• _DOCUMENT SECTION_
◆ ◆ ◆
Bug #122824 for PPR: Recognition failures: UTF-8 BOM, /n regex modifier, ${!}

Wed Aug 16 16:34:40 2017 unobe [...] cpan.org - Ticket created

Subject:

Recognition failures: UTF-8 BOM, /n regex modifier, ${!}

Thank you so much for creating this module! I hope to make good use of it. I've noticed some things when testing it against some code. If a UTF-8 BOM is present, it inaccurately gives a false failure. Wikipedia referenced Unicode to state that it should only appear at the beginning of a text stream, but if it appears elsewhere, it should be regarded as a zero-width non-breaking space. I've attached a patch for the common and proper case (beginning of text stream) because that resolves my itch. Long-term, would it be better to modify many of the instances of \s in the regexes to \p{Whitespace}? If a /n regex modifier is present, that also causes recognition failure. I've included that in the patch. Also, some built-in Perl variables weren't being recognized when written in a non-normative, but valid format (e.g., ${!}), so I've included a patch for that as well.

Subject:

bom_slash_n_dollar_bang.patch

--- a/lib/perl5/site_perl/5.22.1/PPR.pm +++ b/lib/perl5/site_perl/5.22.1/PPR.pm @@ -62,7 +62,7 @@ use utf8; our $GRAMMAR = qr{ (?(DEFINE) (?<PerlDocument> - (?>(?&PerlOWS)) + (\x{feff})?+ (?>(?&PerlOWS)) (?: (?>(?&PerlStatement)) (?&PerlOWS) )*+ ) # End of rule @@ -820,6 +820,8 @@ our $GRAMMAR = qr{ | [][!"#\$%&'()*+,.\\/:;<=>?\@\^`|~-] | + \{ [!"#\$%&'()*+,.\\/:;<=>?\@\^`|~-] \} + | \{ \w++ \} | (?&PerlBlock) @@ -1098,7 +1100,7 @@ our $GRAMMAR = qr{ (?>(?&PPR_quotelike_body_interpolated_unclosed)) (?&PPR_quotelike_body_interpolated) ) - [msixpodualgcer]*+ + [msixpodualgcern]*+ ) # End of rule ) # End of rule @@ -1143,7 +1145,7 @@ our $GRAMMAR = qr{ ) (?&PPR_quotelike_body_interpolated) ) - [msixpodualgc]*+ + [msixpodualgcn]*+ ) # End of rule ) # End of rule (?= @@ -1160,7 +1162,7 @@ our $GRAMMAR = qr{ qr \b (?> (?= [#] ) | (?! (?>(?&PerlOWS)) => ) ) (?>(?&PPR_quotelike_body_interpolated)) - [msixpodual]*+ + [msixpodualn]*+ ) # End of rule (?<PerlRegex>

Thu Aug 17 03:06:33 2017 damian [...] conway.org - Correspondence added

Subject:	Re: [rt.cpan.org #122824] Recognition failures: UTF-8 BOM, /n regex modifier, ${!}
Date:	Thu, 17 Aug 2017 07:05:41 +0000
To:	bug-PPR [...] rt.cpan.org
From:	Damian Conway <damian [...] conway.org>

Hi David, Thanks for the bug reports...and even more so for the patches! :-) I've now applied them all for the next release...which may be a few days yet as I'm still on the road, and still working on a particularly nasty corner case with parsing quotelikes. Show quoted text

> Long-term, would it be better to modify many of the instances > of \s in the regexes to \p{Whitespace}?
◆ ◆ ◆
• _WHAT IS EXPECTED_
Answer these questions about the bug ticket:
1. What is the file name of the attached patch?
2. According to the reporter, how should a UTF-8 BOM be regarded when it appears somewhere other than the beginning of a text stream?
3. What two reasons does the reply give for the next release possibly being a few days away?
The records that come next have no connection to the bug ticket.
◆ ◆ ◆
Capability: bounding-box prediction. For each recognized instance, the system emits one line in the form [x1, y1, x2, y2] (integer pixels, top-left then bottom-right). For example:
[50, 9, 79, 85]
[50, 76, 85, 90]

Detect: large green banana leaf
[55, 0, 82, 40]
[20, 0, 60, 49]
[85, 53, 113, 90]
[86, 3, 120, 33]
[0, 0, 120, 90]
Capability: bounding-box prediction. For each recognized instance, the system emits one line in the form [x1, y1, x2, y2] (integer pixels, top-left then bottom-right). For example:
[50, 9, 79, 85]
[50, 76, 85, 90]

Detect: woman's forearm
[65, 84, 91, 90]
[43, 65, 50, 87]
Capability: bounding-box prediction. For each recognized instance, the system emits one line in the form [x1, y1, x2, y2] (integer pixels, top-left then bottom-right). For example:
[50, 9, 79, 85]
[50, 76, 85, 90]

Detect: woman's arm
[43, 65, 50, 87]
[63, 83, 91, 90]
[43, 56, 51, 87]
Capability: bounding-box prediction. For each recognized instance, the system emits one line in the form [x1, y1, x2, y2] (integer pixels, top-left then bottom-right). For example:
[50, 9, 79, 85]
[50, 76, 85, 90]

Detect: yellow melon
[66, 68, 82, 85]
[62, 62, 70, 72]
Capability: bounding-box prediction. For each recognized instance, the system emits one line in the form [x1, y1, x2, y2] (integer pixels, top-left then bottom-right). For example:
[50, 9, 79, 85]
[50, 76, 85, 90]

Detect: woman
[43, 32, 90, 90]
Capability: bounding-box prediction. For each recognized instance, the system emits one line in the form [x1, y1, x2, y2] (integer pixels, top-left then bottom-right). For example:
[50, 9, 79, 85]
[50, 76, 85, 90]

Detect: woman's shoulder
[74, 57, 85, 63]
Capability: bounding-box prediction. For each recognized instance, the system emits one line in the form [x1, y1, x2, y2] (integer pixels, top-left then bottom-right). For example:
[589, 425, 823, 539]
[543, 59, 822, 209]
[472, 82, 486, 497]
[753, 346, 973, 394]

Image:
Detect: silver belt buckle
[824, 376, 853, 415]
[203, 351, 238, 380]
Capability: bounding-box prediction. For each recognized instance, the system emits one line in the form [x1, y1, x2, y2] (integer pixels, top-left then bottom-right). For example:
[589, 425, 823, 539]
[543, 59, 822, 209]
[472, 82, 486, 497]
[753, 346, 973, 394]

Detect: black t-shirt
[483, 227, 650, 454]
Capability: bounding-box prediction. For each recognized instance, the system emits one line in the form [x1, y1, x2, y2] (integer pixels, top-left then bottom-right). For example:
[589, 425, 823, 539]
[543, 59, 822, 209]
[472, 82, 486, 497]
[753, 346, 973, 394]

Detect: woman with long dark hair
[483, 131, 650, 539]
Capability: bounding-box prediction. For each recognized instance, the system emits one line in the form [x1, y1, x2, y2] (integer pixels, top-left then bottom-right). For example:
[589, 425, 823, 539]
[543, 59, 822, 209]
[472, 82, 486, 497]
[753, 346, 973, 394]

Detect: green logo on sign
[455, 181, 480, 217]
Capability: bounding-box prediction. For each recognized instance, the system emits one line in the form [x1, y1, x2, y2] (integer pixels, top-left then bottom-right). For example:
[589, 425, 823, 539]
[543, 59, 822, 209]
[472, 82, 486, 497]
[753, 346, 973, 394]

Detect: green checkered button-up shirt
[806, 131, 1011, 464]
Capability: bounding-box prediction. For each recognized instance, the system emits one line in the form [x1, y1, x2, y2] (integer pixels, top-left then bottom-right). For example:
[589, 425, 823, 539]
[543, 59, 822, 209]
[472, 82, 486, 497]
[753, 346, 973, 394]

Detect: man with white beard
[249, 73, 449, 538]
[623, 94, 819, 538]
◆ ◆ ◆
• _CORRECT RESPONSE_
1. bom_slash_n_dollar_bang.patch
2. As a zero-width non-breaking space.
3. The replier is still on the road and is still working on a particularly nasty corner case with parsing quotelikes.